__Problem set__:
1. In the page excerpt below about rubbish TV programmes, which episode of the series Broken looks at the plastic pandemic?
2. Return the part of the page excerpt below that runs from "13 June 2020" up to and including "radio programme too.", copied word for word.

__Page excerpt__:
◇ ◇ ◇ ◇ ◇
13 June 2020
Truly Rubbish Podcasts and TV Programmes
Read Time: 4 mins
There are an almost infinite number of magazines, websites and blogs that go into intricate detail about what constitutes the Top 5 greatest television programmes of all time. However, here at Clearabee we like to do things a little differently. So instead of discussing that dysfunctional mafia family or that battle for an uncomfortable throne, we’re going straight into some really rubbish tv programmes, as well as a podcast or radio programme too.
Whether it’s following a typical day in the life of Britain’s refuse collectors, the profitable world behind plastic pollution or delving into the properties of people’s poo, these programmes are a truly eye-opening look into the world of waste. First up…
Truly Rubbish Television
Broken: “Recycling Sham”
Broken focuses mainly on influencer hype and scarcity marketing, but the fourth episode of the series, “Recycling Sham”, looks at the plastic pandemic which is flooding the Earth’s oceans and damaging developing countries.
◇ ◇ ◇ ◇ ◇
__Entries shown__:
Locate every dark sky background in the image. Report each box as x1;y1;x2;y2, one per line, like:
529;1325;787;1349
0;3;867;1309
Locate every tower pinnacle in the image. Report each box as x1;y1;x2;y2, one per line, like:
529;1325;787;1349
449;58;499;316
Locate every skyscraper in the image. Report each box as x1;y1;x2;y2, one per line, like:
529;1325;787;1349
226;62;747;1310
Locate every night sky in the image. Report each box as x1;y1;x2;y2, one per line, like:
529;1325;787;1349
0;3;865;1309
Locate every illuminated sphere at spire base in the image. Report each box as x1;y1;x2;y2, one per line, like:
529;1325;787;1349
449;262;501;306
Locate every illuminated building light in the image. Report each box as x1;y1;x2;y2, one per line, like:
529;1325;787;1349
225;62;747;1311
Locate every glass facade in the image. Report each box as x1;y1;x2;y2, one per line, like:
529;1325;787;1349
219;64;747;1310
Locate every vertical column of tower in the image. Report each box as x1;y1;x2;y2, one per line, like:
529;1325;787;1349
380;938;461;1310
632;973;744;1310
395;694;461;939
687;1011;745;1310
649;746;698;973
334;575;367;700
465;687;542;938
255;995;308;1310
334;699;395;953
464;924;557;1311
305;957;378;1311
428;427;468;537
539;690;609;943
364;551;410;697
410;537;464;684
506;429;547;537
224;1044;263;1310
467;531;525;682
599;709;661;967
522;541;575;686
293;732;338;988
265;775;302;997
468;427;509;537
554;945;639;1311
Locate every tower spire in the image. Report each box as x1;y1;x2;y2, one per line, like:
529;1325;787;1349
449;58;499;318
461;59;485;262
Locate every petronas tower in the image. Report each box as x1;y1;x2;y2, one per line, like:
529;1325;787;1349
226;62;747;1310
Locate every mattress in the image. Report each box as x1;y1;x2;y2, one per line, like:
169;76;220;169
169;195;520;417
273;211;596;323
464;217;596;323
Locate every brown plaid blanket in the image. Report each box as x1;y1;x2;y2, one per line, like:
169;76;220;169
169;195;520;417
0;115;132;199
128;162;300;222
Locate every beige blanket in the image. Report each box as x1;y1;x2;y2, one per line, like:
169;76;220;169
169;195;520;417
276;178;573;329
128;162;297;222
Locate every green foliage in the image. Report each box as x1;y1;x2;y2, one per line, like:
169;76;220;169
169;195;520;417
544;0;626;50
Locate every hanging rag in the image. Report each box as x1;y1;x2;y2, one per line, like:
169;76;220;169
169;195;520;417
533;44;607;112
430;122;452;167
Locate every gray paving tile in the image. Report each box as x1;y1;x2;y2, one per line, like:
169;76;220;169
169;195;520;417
◇ ◇ ◇ ◇ ◇
__Results of the tasks__:
1. The fourth episode, "Recycling Sham".

2.
13 June 2020
Truly Rubbish Podcasts and TV Programmes
Read Time: 4 mins
There are an almost infinite number of magazines, websites and blogs that go into intricate detail about what constitutes the Top 5 greatest television programmes of all time. However, here at Clearabee we like to do things a little differently. So instead of discussing that dysfunctional mafia family or that battle for an uncomfortable throne, we’re going straight into some really rubbish tv programmes, as well as a podcast or radio programme too.